What is required
Pull out, word for word, the stretch of lines from the first one through the one containing "left=201, top=84, right=260, bottom=113", leaving out any pictures.

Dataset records
● ● ● ● ●
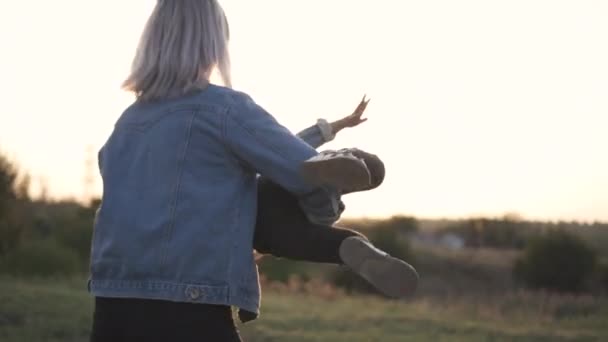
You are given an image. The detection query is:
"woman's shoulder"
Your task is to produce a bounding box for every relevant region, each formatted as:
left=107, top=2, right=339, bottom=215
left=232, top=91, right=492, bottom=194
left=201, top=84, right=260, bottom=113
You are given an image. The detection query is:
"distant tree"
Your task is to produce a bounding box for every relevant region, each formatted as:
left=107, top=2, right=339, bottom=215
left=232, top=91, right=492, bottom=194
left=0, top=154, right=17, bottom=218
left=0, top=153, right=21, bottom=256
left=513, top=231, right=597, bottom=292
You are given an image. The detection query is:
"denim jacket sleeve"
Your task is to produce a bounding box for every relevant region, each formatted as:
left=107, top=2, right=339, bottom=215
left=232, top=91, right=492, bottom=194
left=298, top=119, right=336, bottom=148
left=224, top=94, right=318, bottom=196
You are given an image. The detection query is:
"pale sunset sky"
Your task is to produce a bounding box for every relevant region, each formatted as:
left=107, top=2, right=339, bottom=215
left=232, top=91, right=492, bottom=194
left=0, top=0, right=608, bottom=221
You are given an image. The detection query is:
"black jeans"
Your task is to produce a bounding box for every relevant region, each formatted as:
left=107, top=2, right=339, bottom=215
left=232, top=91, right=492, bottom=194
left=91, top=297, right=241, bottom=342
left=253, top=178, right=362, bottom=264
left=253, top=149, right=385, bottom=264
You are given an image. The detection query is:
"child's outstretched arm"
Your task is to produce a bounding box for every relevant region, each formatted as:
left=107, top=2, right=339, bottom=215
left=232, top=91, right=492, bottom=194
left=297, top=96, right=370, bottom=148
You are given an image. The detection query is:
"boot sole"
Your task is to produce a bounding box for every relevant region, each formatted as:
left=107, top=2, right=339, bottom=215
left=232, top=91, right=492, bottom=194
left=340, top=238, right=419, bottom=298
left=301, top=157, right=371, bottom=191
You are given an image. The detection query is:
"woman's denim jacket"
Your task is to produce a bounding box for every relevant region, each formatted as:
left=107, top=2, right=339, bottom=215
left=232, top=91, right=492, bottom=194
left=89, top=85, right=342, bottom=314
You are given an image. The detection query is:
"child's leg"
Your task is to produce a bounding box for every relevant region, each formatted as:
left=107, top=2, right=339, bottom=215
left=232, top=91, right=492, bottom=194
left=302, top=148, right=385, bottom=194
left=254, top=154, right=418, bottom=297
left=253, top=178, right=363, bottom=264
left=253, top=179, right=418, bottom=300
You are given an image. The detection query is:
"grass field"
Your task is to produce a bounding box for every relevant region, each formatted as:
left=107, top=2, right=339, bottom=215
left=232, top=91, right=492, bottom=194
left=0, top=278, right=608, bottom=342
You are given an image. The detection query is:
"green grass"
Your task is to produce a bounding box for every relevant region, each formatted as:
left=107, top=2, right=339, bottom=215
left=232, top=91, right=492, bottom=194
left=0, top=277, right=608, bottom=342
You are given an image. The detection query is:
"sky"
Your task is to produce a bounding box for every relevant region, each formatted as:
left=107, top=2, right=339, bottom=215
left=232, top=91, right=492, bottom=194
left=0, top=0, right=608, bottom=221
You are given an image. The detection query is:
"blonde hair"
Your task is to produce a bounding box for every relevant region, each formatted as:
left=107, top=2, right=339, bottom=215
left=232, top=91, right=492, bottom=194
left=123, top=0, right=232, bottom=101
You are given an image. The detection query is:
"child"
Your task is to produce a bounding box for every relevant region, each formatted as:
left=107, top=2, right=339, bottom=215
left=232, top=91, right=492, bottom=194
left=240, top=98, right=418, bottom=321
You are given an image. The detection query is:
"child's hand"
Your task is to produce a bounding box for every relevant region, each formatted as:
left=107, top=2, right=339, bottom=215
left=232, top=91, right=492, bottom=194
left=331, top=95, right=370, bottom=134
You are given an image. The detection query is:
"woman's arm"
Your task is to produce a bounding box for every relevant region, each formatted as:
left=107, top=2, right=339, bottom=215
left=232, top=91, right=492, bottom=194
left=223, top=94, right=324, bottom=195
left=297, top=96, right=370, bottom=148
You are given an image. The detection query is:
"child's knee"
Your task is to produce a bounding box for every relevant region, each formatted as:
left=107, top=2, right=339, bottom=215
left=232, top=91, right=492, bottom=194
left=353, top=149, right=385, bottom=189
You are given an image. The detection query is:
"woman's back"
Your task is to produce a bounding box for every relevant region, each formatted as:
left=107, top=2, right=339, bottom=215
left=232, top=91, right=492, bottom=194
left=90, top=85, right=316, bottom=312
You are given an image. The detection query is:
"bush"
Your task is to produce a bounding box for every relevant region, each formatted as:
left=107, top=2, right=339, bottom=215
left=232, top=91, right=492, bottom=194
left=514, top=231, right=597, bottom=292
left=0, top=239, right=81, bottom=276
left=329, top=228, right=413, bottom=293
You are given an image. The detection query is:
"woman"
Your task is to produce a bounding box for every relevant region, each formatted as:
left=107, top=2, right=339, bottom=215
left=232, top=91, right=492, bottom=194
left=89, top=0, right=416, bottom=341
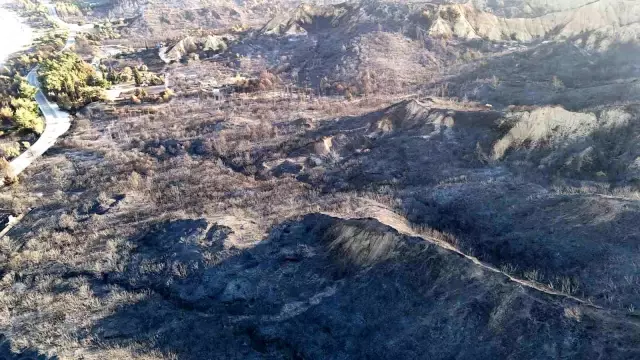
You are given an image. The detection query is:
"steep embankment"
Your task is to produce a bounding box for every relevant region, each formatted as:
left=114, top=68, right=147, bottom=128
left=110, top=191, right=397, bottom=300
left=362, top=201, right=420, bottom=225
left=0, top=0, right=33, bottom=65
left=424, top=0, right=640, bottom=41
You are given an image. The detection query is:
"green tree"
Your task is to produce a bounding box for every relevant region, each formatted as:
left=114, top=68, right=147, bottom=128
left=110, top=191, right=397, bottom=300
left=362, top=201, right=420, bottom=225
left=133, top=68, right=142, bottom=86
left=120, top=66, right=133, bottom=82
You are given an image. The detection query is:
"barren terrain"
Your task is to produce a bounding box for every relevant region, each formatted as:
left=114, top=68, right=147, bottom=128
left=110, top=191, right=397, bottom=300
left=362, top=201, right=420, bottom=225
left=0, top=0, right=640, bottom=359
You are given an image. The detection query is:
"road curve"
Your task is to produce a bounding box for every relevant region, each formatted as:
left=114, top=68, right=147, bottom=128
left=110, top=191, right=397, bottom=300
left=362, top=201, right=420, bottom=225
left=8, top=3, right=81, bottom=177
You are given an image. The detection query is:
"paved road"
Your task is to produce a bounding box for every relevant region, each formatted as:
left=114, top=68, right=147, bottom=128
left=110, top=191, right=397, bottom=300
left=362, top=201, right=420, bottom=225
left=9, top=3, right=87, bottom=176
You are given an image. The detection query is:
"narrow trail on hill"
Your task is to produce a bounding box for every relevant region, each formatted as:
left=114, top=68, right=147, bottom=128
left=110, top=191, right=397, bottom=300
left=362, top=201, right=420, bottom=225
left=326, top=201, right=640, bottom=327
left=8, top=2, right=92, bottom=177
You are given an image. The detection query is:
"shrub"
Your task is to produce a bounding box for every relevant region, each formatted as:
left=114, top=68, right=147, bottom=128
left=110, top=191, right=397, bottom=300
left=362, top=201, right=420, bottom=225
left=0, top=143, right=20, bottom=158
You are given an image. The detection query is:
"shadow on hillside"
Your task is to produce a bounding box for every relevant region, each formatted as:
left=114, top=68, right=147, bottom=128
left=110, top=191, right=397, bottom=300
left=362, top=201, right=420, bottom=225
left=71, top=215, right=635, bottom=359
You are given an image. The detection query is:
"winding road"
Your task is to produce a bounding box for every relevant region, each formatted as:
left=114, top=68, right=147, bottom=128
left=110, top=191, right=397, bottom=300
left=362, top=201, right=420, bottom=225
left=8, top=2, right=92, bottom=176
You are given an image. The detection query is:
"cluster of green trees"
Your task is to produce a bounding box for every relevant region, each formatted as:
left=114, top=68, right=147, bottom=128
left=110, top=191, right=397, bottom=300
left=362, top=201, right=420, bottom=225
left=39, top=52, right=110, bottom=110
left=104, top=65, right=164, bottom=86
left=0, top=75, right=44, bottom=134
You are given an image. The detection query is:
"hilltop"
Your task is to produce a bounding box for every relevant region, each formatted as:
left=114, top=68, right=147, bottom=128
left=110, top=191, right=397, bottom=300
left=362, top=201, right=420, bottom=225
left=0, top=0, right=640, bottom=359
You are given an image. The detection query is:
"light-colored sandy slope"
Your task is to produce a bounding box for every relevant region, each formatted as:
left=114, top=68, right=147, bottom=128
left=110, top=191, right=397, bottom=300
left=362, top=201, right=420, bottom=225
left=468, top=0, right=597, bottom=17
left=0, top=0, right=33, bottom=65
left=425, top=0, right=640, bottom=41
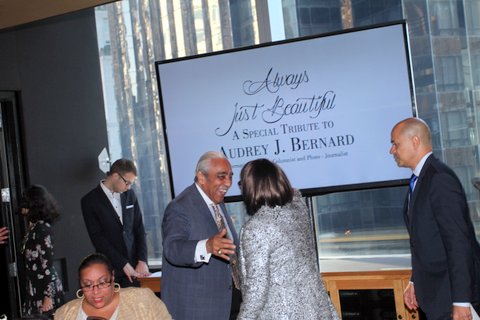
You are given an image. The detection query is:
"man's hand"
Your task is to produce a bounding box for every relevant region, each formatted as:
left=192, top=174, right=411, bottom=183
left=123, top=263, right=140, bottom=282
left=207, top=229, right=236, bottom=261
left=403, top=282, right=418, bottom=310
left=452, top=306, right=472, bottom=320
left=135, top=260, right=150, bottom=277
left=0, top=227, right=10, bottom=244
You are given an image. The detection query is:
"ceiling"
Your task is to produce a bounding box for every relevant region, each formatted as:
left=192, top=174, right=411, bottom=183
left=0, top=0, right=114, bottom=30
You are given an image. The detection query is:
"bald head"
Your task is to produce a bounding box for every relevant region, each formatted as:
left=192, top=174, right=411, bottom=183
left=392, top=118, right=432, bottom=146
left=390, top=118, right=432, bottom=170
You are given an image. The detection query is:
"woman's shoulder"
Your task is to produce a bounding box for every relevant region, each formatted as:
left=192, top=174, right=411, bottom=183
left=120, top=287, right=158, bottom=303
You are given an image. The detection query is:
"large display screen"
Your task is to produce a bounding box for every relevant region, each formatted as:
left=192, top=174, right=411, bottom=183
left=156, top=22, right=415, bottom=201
● ● ● ● ●
Written response
You are given an image. The detection query is:
"woman's shoulder"
Your task is to produce a bounding box for every relevant region, each formatted as:
left=107, top=2, right=339, bottom=215
left=232, top=91, right=492, bottom=194
left=201, top=84, right=260, bottom=113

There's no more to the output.